##### Documenttekst #####

Betrokkene is op 8 augustus 2002 overleden.
Naar aanleiding van de mededeling van de Svb heeft gedaagde bij besluiten van 20 november 2002 de ingevolge het bepaalde bij en krachtens de AWBZ verschuldigde eigen bijdrage met terugwerkende kracht vastgesteld op € 565,71 per maand met ingang van 1 juli 2001 en op € 487,30 per maand met ingang van 1 augustus 2002. Daarbij heeft gedaagde zich op het standpunt gesteld dat betrokkene en appellant met hun aanvraag om een AOW-pensioen voor ongehuwden te kennen hebben gegeven feitelijk als ongehuwd te willen worden beschouwd, als gevolg waarvan zij ook voor de toepassing van het bepaalde bij en krachtens de AWBZ als ongehuwd moeten worden aangemerkt.
Bij besluit van 14 mei 2003 heeft gedaagde de tegen de besluiten van 20 november 2002 gemaakte bezwaren ongegrond verklaard.
Bij de aangevallen uitspraak heeft de rechtbank het tegen het besluit van 14 mei 2003 ingestelde beroep ongegrond verklaard.
Appellant heeft zich in hoger beroep gemotiveerd tegen de aangevallen uitspraak gekeerd.
De Raad komt naar aanleiding daarvan tot de volgende beoordeling.
Appellant heeft primair betoogd dat de door de Raad in zijn uitspraak van 7 juli 2004 (LJN: AP9661, gepubliceerd in
USZ 2004, nr. 296) uitgezette lijn, die inhoudt dat in gevallen als het onderhavige de zogenoemde hoge eigen bijdrage ingevolge het bepaalde bij en krachtens de AWBZ is verschuldigd, onjuist is. Hetgeen appellant heeft aangevoerd bevat echter in vergelijking met hetgeen in de uitspraak van 7 juli 2004 is overwogen geen wezenlijk nieuwe gezichtpunten, zodat de Raad geen aanleiding ziet om van die uitspraak terug te komen.

##### Gegevensregels #####

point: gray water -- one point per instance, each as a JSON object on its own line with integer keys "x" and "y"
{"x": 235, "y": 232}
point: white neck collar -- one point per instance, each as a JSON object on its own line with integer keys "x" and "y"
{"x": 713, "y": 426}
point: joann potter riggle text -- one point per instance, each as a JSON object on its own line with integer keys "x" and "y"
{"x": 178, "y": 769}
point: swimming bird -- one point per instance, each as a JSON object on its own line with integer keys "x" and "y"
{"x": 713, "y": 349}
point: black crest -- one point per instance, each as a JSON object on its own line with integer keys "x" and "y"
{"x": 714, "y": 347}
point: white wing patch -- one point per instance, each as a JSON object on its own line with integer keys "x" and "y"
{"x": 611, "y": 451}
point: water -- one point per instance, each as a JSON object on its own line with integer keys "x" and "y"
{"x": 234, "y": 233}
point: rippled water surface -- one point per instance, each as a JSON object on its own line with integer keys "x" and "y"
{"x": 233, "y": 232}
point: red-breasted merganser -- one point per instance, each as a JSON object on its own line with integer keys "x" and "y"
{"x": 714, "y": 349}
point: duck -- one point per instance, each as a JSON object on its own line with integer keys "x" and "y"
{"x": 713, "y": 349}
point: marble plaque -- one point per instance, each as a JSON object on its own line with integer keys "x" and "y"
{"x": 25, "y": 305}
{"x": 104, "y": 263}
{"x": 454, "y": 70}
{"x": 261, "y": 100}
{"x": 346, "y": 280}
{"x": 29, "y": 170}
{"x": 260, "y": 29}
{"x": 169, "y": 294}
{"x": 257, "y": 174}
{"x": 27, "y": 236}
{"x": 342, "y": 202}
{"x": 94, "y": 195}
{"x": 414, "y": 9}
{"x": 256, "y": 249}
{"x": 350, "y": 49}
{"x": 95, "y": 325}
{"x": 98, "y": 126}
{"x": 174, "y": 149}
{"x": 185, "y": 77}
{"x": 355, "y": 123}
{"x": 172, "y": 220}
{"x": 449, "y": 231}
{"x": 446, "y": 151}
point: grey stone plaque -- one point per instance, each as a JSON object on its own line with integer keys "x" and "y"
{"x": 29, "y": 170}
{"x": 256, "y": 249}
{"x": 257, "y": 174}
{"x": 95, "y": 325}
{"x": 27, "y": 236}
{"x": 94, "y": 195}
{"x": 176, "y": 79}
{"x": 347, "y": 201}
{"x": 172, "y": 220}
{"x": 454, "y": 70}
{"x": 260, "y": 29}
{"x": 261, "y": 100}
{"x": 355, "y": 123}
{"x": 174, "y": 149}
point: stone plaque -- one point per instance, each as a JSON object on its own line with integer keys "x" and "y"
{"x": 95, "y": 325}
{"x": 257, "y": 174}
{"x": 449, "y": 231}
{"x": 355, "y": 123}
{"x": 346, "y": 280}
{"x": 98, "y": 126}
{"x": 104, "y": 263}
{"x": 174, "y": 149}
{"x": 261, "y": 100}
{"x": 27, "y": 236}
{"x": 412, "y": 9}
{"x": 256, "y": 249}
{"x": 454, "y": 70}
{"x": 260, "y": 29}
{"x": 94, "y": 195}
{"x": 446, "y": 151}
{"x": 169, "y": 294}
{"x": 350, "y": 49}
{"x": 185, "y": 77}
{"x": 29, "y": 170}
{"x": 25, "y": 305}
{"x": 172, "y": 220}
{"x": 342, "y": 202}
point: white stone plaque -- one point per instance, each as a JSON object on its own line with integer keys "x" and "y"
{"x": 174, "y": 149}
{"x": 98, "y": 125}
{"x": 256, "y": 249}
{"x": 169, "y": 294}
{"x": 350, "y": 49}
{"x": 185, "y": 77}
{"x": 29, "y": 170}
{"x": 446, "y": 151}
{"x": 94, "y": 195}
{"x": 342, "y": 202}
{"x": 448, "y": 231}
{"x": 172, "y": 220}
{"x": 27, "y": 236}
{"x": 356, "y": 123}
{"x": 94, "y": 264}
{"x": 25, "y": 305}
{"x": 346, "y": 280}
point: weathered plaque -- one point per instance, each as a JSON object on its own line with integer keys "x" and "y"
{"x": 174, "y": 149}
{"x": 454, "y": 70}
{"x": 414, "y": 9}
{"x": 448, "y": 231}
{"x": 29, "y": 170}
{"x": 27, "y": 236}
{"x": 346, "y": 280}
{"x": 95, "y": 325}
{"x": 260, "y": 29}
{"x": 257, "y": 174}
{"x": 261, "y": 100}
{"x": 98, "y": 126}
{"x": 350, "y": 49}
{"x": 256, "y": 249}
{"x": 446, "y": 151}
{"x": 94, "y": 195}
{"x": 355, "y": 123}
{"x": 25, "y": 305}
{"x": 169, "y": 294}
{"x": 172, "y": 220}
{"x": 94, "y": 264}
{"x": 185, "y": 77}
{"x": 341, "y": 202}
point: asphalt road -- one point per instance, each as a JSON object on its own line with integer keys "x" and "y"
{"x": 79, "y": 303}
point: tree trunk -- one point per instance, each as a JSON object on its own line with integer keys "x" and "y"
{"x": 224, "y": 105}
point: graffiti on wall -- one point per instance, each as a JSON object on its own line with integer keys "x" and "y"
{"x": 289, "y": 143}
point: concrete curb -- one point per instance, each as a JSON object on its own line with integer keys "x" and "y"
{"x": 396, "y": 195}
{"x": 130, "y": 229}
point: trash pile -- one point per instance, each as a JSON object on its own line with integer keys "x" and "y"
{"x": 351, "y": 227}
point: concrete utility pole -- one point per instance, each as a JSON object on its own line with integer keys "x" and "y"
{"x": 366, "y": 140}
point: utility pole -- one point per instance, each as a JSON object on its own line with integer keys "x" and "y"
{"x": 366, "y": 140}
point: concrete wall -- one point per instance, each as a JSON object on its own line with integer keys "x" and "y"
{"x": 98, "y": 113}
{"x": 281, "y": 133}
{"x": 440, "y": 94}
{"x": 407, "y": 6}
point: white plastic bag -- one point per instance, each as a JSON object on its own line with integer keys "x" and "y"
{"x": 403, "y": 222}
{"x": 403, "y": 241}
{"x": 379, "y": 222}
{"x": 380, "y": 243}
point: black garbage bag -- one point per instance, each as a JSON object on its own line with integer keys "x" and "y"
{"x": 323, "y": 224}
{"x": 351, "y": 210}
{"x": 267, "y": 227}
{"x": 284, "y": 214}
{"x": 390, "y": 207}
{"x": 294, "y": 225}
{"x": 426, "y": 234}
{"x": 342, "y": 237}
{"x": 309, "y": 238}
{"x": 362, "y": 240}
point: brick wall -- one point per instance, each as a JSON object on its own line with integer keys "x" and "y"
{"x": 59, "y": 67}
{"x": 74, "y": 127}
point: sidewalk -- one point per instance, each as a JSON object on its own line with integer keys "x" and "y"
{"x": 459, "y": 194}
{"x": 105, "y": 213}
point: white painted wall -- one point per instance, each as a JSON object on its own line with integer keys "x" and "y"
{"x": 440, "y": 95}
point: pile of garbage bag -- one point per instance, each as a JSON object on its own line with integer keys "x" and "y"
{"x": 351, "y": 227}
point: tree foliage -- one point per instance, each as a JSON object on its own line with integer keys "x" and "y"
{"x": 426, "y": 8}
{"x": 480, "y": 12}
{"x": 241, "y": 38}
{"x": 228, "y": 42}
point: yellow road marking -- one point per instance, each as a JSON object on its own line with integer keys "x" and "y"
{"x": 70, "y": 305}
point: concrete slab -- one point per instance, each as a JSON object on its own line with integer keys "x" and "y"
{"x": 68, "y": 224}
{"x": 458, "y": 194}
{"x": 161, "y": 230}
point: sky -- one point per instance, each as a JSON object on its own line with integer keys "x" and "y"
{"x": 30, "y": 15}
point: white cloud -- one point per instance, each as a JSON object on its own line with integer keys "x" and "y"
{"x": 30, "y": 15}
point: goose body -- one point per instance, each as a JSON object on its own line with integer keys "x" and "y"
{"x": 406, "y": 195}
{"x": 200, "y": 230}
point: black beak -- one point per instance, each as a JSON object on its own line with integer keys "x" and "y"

#####

▶ Opgaven
- a) Leg in één tot drie zinnen uit waarom de Raad volgens de documenttekst geen aanleiding ziet om van de uitspraak van 7 juli 2004 terug te komen.
- b) Herhaal letterlijk het stuk uit de documenttekst van "Bij besluit van" tot en met "beroep ongegrond verklaard.".
De vermeldingen zijn hier niet nodig.

▶ Eindresultaten
- a) Wat appellant heeft aangevoerd, bevat in vergelijking met wat in de uitspraak van 7 juli 2004 is overwogen niets wezenlijk nieuws. Daarom ziet de Raad geen aanleiding om van die uitspraak terug te komen.

- b)
Bij besluit van 14 mei 2003 heeft gedaagde de tegen de besluiten van 20 november 2002 gemaakte bezwaren ongegrond verklaard.
Bij de aangevallen uitspraak heeft de rechtbank het tegen het besluit van 14 mei 2003 ingestelde beroep ongegrond verklaard.